* TASK
Reproduce exactly the lines below, from the first through the one containing "Task — for every instance of the car taillight, mark", and nothing more.

Source records:
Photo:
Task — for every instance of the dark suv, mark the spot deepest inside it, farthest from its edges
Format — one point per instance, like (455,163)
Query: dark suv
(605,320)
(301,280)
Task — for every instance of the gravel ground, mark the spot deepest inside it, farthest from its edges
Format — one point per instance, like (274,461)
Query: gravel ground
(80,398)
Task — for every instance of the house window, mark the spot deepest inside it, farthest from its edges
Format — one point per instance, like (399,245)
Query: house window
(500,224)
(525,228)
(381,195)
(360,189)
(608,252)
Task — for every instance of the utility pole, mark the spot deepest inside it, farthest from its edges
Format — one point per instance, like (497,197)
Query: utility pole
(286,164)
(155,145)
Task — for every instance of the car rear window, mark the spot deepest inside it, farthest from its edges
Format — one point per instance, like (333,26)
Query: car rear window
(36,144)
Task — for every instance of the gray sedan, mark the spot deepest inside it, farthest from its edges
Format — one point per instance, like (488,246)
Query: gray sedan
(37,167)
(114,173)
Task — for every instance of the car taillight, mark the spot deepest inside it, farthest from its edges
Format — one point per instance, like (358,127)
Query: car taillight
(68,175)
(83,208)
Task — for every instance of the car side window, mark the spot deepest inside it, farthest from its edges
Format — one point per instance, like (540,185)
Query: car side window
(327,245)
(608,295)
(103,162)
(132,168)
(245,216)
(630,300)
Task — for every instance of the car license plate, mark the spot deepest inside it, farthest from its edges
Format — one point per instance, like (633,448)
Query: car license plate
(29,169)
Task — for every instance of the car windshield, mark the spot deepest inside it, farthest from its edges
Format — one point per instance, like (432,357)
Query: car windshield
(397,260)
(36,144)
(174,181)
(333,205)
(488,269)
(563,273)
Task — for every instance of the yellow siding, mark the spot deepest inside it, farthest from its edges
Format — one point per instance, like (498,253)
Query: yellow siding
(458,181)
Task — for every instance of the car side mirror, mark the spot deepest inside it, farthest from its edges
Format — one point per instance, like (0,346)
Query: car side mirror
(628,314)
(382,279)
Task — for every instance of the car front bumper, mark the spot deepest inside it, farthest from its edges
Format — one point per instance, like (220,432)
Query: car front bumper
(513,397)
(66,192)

* RESPONSE
Photo:
Task — for every instance of the dark suv, mark the spot deepest inside it, farthest from its edges
Format — one point per instance, like (455,163)
Query: dark suv
(605,320)
(301,280)
Task — for every instance of the gravel ground, mark the spot deepest inside it, farthest from its edges
Format — one point per instance, like (274,461)
Query: gravel ground
(80,398)
Task — for every instance of the house window, mark the spot deepest inside it, farthest from its edges
Format — one point per instance, like (399,245)
Query: house window
(500,224)
(525,228)
(381,195)
(360,189)
(608,252)
Task — for every instance of the utility pole, mark the spot deepest inside it, farthest from its edges
Format — one point per instance, like (497,197)
Query: utility pole
(286,164)
(155,145)
Task — for every instance of the car rear window, mark the spot deepest inside it, farthest from its edges
Format — one point per instance, like (333,26)
Query: car rear window
(36,144)
Task — for every instance of the gray sedan, mark the spot deepest inside it, farthest from its edges
Format — one point per instance, like (488,246)
Query: gray sedan
(37,167)
(114,173)
Task — for every instance of the car taillight, mark the spot deepest inside it, farthest from its edges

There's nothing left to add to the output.